Document extract.
┌──

The variance of HPR is given by: $$\text{Var} \left[ HPR_{\tau}^{(D)}\right] =\frac{\sigma ^2}{a^2 \, \tau^2} \left[ \tau e^{-2aD} + B_{\tau}\left( \frac{1 + e^{-a \tau}}{2} - 2 e^{-aD}\right) \right] \tag {88}$$
The figure below shows the expected return graphs for two duration values, $D = 1$ and $D = 3$. The excess return is calculated as the difference between the expected return and the initial instantaneous forward rate.
The Vasicek yield process (where a flat yield is assumed) and the Vasicek short rate model share several common features. In the Vasicek short rate model, if $aD$ exceeds a certain threshold, the volatility of the holding period return (HPR) decreases monotonically with an increasing investment horizon, without a local minimum. In both models, HPR volatility diminishes over time, approaching zero for sufficiently long horizons, although the rate of this decay differs between the two processes.

└──

Input material.
┌──

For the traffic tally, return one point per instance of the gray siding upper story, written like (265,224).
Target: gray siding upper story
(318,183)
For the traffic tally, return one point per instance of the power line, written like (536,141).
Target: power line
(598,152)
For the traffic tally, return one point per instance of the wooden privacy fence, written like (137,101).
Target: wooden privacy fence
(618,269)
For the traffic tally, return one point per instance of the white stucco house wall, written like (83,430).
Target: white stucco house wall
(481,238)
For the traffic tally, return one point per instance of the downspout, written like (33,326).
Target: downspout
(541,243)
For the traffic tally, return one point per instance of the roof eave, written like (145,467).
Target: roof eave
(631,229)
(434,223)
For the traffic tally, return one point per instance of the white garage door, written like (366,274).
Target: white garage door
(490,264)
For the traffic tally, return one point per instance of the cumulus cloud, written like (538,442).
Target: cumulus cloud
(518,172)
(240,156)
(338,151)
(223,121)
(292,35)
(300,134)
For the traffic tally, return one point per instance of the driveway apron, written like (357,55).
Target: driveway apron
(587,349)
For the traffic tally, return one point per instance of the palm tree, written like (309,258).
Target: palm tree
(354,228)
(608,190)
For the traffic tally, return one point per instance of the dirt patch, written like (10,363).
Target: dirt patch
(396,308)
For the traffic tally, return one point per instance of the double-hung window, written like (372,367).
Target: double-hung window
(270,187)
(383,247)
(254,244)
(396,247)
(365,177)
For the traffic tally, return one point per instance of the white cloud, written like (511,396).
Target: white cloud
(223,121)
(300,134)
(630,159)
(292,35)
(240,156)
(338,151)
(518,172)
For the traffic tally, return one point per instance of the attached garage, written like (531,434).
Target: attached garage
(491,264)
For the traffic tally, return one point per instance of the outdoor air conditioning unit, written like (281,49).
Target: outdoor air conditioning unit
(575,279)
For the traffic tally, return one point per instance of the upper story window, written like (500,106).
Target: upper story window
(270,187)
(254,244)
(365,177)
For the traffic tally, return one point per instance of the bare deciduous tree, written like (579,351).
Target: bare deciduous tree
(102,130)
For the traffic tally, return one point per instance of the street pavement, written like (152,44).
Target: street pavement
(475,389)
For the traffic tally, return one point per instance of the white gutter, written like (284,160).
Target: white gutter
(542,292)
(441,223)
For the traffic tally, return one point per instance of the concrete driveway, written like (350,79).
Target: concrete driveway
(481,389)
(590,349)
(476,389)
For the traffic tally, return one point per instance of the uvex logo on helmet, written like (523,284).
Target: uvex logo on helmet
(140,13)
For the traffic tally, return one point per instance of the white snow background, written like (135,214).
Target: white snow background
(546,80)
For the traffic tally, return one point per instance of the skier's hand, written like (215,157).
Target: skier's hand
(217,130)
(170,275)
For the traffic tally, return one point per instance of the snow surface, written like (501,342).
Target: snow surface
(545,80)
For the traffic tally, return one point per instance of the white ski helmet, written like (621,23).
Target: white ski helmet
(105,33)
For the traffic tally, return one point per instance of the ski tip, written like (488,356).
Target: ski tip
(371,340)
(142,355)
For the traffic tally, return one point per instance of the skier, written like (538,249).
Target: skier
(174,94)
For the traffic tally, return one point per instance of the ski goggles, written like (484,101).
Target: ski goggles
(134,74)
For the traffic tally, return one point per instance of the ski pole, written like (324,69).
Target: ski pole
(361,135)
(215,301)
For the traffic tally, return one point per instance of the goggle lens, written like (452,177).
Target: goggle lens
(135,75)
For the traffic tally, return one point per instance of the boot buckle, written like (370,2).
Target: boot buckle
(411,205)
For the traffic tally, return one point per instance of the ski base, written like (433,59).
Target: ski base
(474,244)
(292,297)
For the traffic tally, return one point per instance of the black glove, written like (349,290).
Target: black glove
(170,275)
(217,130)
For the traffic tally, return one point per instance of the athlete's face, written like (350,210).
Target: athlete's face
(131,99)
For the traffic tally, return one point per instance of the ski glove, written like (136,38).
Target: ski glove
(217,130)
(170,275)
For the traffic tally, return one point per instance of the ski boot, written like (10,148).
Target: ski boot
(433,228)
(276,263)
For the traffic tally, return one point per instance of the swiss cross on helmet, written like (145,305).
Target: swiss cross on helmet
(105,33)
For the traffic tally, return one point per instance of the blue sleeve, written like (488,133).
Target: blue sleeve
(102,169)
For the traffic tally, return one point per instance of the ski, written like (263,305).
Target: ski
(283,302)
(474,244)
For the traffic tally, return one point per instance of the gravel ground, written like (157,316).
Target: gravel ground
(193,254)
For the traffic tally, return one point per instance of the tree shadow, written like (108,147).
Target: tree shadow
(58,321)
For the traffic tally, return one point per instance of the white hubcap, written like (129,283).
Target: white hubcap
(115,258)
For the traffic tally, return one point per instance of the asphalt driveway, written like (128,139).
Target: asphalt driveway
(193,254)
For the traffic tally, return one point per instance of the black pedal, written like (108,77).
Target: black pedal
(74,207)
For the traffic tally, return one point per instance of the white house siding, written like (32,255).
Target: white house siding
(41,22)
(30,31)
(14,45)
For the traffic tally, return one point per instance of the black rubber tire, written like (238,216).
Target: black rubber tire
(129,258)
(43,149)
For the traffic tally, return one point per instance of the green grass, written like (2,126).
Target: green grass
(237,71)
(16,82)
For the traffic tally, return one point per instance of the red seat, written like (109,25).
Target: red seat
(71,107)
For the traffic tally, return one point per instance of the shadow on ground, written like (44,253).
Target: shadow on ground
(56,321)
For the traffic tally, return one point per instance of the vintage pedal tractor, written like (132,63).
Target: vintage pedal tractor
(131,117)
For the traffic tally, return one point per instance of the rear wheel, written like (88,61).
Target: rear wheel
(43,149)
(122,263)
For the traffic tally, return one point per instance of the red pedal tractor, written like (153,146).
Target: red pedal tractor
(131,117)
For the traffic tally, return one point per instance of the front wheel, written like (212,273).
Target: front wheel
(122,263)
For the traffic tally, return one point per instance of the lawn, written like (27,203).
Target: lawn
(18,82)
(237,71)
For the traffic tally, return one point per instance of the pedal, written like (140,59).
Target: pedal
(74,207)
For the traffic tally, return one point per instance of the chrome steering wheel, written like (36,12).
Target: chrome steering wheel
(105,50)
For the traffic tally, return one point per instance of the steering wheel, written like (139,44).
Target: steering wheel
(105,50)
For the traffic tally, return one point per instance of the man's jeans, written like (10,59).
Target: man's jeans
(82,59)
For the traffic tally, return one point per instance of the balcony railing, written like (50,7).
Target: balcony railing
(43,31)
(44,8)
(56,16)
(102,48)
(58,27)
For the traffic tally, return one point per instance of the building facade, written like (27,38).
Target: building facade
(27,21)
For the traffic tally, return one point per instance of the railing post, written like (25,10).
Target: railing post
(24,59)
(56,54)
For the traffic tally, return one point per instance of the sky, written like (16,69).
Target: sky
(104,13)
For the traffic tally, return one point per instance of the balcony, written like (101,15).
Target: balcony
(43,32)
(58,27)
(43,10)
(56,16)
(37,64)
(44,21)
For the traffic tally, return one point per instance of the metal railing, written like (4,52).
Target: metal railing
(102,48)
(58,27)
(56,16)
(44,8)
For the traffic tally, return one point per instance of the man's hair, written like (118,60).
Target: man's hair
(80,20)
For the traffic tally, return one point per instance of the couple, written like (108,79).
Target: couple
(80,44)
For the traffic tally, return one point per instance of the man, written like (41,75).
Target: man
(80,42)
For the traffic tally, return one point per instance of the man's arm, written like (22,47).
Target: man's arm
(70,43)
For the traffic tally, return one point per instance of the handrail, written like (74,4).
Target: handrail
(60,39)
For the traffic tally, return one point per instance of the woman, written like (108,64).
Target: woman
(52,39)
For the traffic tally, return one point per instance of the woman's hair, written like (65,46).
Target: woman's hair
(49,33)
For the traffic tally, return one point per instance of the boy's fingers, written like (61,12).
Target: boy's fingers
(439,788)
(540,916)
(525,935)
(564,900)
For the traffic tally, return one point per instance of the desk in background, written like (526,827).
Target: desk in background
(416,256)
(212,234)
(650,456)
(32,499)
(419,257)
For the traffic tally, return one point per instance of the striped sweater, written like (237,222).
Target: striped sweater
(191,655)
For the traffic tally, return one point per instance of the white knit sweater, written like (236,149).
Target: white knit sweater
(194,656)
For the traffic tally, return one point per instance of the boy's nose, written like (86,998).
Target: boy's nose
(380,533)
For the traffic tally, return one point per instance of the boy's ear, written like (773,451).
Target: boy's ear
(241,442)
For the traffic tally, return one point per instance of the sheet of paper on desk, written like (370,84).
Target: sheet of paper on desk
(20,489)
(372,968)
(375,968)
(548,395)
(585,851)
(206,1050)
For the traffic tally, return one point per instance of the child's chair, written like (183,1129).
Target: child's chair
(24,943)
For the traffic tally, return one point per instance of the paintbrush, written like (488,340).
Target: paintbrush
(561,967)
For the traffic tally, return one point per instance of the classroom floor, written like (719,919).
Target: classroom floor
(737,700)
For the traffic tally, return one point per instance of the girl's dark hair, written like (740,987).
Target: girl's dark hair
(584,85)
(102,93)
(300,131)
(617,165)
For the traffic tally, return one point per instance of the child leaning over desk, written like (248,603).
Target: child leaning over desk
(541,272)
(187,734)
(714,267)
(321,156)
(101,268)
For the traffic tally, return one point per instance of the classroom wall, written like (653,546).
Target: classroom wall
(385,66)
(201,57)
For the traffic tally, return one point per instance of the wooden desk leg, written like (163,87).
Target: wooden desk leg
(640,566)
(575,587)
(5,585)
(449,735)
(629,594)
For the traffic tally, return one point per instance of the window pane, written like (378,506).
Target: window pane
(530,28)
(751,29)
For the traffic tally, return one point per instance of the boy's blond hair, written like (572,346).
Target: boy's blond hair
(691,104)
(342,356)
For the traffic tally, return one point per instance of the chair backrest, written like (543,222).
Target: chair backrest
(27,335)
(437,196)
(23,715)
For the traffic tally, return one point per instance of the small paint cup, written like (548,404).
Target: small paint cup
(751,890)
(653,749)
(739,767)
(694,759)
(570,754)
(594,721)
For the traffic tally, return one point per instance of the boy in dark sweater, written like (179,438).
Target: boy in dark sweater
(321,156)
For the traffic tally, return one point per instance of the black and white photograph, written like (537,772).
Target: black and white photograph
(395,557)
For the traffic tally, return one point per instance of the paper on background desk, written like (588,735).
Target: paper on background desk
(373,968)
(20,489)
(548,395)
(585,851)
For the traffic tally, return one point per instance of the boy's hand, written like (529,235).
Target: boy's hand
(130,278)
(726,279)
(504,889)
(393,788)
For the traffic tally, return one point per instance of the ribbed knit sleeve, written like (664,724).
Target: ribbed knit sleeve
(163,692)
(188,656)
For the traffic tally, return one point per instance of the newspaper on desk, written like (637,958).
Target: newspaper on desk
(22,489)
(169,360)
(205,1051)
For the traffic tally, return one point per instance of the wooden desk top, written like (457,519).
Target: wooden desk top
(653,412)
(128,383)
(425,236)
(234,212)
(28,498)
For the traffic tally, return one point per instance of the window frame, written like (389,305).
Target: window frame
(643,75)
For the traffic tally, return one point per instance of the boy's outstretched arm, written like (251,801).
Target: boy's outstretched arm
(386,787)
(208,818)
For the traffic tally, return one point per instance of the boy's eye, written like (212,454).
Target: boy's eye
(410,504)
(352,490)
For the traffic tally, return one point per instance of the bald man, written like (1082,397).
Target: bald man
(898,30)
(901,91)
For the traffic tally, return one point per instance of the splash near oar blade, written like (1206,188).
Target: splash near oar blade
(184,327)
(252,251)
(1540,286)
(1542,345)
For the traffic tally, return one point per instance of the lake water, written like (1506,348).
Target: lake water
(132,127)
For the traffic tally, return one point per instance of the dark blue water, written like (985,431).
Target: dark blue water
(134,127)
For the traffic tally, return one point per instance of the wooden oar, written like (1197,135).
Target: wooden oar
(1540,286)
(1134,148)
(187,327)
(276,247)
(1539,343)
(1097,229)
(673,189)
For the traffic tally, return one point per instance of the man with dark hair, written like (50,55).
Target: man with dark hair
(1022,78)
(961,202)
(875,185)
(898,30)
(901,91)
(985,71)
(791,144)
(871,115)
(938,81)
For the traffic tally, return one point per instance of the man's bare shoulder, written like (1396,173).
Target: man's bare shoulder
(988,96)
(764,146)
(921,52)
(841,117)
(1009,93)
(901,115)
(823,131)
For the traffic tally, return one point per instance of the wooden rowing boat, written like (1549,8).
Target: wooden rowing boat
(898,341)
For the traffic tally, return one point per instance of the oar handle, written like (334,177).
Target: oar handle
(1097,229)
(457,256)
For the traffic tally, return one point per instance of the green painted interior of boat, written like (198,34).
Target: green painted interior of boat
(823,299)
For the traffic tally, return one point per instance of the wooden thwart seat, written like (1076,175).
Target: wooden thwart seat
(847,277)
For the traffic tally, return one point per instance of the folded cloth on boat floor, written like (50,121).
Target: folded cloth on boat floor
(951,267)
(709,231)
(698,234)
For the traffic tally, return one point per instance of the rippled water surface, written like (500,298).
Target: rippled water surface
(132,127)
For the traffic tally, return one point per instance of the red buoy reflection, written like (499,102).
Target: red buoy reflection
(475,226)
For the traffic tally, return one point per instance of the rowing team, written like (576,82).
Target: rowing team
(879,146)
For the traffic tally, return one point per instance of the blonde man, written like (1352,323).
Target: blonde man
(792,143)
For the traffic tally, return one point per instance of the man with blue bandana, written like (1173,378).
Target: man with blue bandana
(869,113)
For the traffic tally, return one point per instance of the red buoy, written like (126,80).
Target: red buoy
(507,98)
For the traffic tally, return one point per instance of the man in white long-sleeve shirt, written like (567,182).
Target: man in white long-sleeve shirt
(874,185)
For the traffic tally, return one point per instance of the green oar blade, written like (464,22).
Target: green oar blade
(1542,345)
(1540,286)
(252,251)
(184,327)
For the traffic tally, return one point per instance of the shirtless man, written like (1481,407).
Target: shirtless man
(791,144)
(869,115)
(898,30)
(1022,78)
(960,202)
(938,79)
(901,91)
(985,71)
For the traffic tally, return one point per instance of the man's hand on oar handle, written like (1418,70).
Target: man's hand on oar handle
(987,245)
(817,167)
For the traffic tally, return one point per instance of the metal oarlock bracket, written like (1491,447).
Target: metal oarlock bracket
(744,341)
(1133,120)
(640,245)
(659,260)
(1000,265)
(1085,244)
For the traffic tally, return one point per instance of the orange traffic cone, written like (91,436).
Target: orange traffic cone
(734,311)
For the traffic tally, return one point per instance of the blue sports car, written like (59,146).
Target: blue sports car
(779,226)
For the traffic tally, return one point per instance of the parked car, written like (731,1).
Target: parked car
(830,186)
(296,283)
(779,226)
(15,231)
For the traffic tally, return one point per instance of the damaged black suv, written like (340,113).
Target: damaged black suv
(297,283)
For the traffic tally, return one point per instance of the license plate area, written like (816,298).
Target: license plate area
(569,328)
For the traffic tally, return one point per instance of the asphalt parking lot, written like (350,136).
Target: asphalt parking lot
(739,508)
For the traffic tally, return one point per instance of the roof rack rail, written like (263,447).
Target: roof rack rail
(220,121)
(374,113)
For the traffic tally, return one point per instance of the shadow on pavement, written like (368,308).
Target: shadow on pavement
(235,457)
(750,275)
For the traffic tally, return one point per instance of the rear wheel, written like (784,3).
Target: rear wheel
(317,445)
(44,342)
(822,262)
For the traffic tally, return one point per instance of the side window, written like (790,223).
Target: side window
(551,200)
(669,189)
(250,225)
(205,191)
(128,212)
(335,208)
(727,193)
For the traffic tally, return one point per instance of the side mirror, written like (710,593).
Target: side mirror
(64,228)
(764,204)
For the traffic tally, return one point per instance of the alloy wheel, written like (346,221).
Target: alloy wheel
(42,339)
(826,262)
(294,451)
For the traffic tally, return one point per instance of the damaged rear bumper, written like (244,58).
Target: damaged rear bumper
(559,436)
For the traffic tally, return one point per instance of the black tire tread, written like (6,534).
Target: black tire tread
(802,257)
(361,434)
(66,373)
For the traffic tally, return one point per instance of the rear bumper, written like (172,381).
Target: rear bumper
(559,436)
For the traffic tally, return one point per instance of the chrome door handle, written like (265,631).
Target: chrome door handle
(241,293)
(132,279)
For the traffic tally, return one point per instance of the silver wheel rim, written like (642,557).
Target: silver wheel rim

└──

Parts of the exercise.
1. Extract the full passage on holding period return variance verbatim, formula included.
2. Find every line in the listing containing the word "newspaper" (case-sensitive) and copy each of those lines.

Solution set.
1.
The variance of HPR is given by: $$\text{Var} \left[ HPR_{\tau}^{(D)}\right] =\frac{\sigma ^2}{a^2 \, \tau^2} \left[ \tau e^{-2aD} + B_{\tau}\left( \frac{1 + e^{-a \tau}}{2} - 2 e^{-aD}\right) \right] \tag {88}$$
The figure below shows the expected return graphs for two duration values, $D = 1$ and $D = 3$. The excess return is calculated as the difference between the expected return and the initial instantaneous forward rate.
The Vasicek yield process (where a flat yield is assumed) and the Vasicek short rate model share several common features. In the Vasicek short rate model, if $aD$ exceeds a certain threshold, the volatility of the holding period return (HPR) decreases monotonically with an increasing investment horizon, without a local minimum. In both models, HPR volatility diminishes over time, approaching zero for sufficiently long horizons, although the rate of this decay differs between the two processes.

2.
For the traffic tally, return one point per instance of the newspaper on desk, written like (637,958).
Target: newspaper on desk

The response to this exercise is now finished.